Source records
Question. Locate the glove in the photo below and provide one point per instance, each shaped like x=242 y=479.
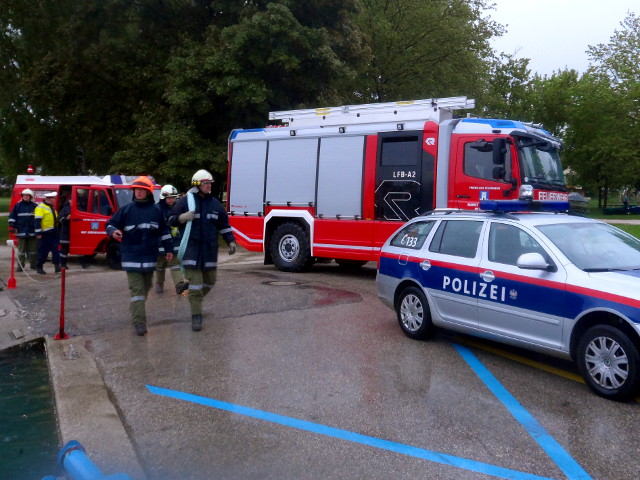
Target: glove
x=187 y=216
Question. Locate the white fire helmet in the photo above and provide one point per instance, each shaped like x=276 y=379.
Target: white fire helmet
x=200 y=177
x=168 y=191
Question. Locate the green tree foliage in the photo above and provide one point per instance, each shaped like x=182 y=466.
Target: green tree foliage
x=424 y=49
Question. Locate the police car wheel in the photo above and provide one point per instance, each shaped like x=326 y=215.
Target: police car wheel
x=413 y=313
x=290 y=249
x=609 y=362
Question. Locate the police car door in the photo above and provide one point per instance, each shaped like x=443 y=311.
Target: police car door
x=450 y=271
x=520 y=303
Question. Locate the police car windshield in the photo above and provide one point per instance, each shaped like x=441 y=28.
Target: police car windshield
x=595 y=247
x=541 y=166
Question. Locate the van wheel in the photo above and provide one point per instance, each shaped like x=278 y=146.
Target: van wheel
x=290 y=248
x=609 y=362
x=113 y=256
x=413 y=313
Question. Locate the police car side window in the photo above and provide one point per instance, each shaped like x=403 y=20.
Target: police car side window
x=413 y=235
x=508 y=242
x=457 y=237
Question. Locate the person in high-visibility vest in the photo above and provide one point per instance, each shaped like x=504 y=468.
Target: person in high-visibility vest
x=141 y=228
x=46 y=228
x=208 y=219
x=21 y=224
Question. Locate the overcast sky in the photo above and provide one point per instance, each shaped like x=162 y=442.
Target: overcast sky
x=555 y=34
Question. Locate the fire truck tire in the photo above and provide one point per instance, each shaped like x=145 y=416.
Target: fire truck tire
x=348 y=264
x=113 y=256
x=290 y=248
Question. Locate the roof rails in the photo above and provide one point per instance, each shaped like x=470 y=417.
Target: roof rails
x=436 y=109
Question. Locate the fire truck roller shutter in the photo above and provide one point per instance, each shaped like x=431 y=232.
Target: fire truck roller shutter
x=247 y=177
x=291 y=171
x=340 y=172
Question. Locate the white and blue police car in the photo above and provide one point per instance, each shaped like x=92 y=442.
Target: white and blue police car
x=555 y=283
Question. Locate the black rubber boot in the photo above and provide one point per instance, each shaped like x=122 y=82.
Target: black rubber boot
x=196 y=323
x=181 y=286
x=141 y=329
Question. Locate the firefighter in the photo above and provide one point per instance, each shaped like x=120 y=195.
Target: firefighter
x=46 y=228
x=201 y=218
x=168 y=197
x=141 y=228
x=21 y=223
x=65 y=218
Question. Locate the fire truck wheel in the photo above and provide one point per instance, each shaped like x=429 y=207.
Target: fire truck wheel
x=290 y=249
x=113 y=256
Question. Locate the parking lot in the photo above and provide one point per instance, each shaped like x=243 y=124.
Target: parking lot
x=309 y=376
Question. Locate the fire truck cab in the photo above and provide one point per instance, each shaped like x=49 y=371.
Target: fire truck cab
x=334 y=183
x=93 y=201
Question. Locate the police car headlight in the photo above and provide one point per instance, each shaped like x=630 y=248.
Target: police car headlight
x=526 y=192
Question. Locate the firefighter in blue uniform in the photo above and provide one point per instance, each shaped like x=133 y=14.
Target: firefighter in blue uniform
x=46 y=225
x=200 y=223
x=22 y=225
x=168 y=197
x=141 y=227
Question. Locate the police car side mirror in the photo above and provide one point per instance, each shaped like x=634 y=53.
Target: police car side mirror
x=534 y=261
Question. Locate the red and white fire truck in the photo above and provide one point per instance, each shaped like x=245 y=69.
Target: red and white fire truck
x=93 y=201
x=334 y=183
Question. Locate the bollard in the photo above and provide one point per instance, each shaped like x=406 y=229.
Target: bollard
x=74 y=460
x=61 y=335
x=11 y=284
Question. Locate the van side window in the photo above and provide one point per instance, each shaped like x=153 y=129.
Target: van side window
x=479 y=164
x=413 y=235
x=457 y=237
x=82 y=199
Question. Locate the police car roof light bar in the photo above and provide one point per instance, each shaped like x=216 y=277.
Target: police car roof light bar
x=510 y=206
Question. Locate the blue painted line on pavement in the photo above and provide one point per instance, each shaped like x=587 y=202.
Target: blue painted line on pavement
x=317 y=428
x=559 y=455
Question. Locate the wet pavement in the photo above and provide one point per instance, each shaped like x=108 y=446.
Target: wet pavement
x=306 y=376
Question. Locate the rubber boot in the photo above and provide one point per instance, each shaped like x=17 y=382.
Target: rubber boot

# [EXERCISE]
The line above containing "Question. Locate the white and", the line containing "Question. Locate the firefighter in the", and every line between them are to be transcribed exactly; no other line is wanted.

# [ANSWER TO THE PROBLEM]
Question. Locate the white and blue police car in the photo above and provide one point per instance, each shaped like x=92 y=442.
Target: white and blue police car
x=555 y=283
Question. Locate the black rubber boot in the photo above and provide one point per instance, each shaped like x=122 y=82.
Target: black rubber boot
x=196 y=323
x=181 y=286
x=141 y=329
Question. Locate the firefighter in the photo above and provide one point per instance, each shaped like x=120 y=195.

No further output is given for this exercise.